──────── STUDY TEXT ────────

Salah Al-Din

Baiji refinery blast injures six workers after grenade explosion linked to ISIS occupation

SALAH AL-DIN – An explosion occurred on Saturday at the Baiji oil refinery in Salah Al-Din province, injuring six workers, local police confirmed to 964media. The blast was caused by the detonation of an MK19 grenade launcher, a remnant of the Islamic State group, left behind during their occupation of the facility.

“Six workers were injured in the explosion, with three in critical condition,” a police source stated. The injured have been transferred to a nearby hospital for treatment.

ISIS seized control of the Baiji refinery in 2014, the largest in Iraq with a capacity to process 300,000 barrels of oil per day. During their occupation, militants looted much of the refinery’s equipment, causing extensive damage before Iraqi forces recaptured the facility in late 2015. Efforts to restore the refinery began after the defeat of ISIS, and it was reopened earlier this year after nearly a decade of inactivity.

Located 130 miles north of Baghdad, Baiji sits on the main road to Mosul, an area heavily impacted by the militant group’s rise in 2014. ISIS, which once controlled vast parts of Iraq and Syria, declared a “caliphate” in 2014 but was driven out of Iraq by a series of military campaigns, culminating in the liberation of Mosul in 2017.

Despite ISIS’s territorial defeat, remnants of the group continue to pose a threat, leaving behind explosives across Iraq. The Ministry of Environment’s Directorate of Mine Affairs reported in August that more than 500 kilometers of land remain contaminated with unexploded ordnance, a deadly legacy of ISIS’s occupation.

────────

### WORK REQUIRED
Output the part of the Baiji refinery article between "Baiji refinery blast" and "hospital for treatment.", inclusive, word for word.

──────── ENTRIES PROVIDED ────────

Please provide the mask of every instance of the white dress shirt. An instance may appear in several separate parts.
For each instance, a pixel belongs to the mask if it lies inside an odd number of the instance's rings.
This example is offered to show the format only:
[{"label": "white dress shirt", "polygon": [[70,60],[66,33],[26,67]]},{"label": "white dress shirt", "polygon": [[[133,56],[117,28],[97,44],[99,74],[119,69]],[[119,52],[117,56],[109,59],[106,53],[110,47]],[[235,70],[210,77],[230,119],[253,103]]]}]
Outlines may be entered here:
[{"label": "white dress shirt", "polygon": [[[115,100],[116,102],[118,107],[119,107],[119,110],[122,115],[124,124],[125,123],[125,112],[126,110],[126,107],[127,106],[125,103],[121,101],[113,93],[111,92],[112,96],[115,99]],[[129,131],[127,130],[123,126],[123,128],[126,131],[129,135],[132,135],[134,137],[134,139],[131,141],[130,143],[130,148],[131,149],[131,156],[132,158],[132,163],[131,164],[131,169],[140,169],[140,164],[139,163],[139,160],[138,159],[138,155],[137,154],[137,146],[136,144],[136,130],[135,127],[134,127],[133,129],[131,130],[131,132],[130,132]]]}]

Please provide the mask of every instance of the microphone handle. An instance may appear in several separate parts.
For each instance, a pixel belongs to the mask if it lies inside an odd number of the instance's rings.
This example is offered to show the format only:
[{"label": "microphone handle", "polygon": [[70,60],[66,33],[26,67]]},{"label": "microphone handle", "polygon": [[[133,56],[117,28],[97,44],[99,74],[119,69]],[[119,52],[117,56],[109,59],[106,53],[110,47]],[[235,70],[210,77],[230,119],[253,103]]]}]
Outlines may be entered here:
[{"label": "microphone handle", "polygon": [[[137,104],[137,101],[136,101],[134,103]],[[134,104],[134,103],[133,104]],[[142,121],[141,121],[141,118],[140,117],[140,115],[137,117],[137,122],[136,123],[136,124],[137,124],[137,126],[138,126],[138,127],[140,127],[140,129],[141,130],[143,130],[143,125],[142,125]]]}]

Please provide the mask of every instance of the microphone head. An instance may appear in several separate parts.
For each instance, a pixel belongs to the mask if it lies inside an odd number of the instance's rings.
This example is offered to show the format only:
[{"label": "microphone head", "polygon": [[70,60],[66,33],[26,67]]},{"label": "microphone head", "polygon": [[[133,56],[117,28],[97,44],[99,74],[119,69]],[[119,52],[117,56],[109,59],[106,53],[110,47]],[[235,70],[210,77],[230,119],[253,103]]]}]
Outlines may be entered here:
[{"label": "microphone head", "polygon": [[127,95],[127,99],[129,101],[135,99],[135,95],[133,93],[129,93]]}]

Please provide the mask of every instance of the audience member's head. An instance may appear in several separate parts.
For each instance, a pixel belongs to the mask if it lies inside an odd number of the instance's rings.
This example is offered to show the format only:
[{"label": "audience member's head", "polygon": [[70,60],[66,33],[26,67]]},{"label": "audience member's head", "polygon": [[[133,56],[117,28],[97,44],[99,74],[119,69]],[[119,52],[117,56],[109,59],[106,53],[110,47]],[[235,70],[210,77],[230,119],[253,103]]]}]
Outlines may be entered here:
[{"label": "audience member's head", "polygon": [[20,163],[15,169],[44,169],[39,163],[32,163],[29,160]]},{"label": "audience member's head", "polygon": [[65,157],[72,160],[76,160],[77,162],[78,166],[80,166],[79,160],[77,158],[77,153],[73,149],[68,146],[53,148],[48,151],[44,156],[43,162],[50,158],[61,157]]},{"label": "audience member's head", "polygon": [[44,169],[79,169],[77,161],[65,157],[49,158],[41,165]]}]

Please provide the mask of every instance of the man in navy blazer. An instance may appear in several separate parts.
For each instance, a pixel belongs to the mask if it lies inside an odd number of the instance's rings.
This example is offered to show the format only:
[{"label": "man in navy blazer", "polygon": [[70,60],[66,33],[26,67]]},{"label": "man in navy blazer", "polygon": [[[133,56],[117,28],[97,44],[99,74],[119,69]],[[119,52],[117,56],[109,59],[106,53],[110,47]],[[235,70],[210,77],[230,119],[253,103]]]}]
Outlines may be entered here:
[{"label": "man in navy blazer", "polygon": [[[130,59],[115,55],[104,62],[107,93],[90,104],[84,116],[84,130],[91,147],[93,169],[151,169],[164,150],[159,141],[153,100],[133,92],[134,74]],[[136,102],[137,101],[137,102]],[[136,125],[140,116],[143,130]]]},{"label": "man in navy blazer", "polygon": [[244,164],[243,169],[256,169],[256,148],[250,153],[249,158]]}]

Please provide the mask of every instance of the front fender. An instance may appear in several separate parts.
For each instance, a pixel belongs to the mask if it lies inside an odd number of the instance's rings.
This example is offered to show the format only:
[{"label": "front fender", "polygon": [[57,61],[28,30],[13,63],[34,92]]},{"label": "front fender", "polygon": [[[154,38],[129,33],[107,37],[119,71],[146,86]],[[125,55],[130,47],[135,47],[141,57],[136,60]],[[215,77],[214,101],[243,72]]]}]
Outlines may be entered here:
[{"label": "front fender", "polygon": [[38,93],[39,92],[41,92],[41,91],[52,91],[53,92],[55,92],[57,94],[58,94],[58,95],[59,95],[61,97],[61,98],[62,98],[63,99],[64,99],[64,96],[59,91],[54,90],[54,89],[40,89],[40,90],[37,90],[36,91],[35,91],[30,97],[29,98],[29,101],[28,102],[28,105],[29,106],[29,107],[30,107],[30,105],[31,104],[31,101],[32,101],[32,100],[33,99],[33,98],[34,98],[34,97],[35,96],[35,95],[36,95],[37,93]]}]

────────

### SOLUTION
Baiji refinery blast injures six workers after grenade explosion linked to ISIS occupation

SALAH AL-DIN – An explosion occurred on Saturday at the Baiji oil refinery in Salah Al-Din province, injuring six workers, local police confirmed to 964media. The blast was caused by the detonation of an MK19 grenade launcher, a remnant of the Islamic State group, left behind during their occupation of the facility.

“Six workers were injured in the explosion, with three in critical condition,” a police source stated. The injured have been transferred to a nearby hospital for treatment.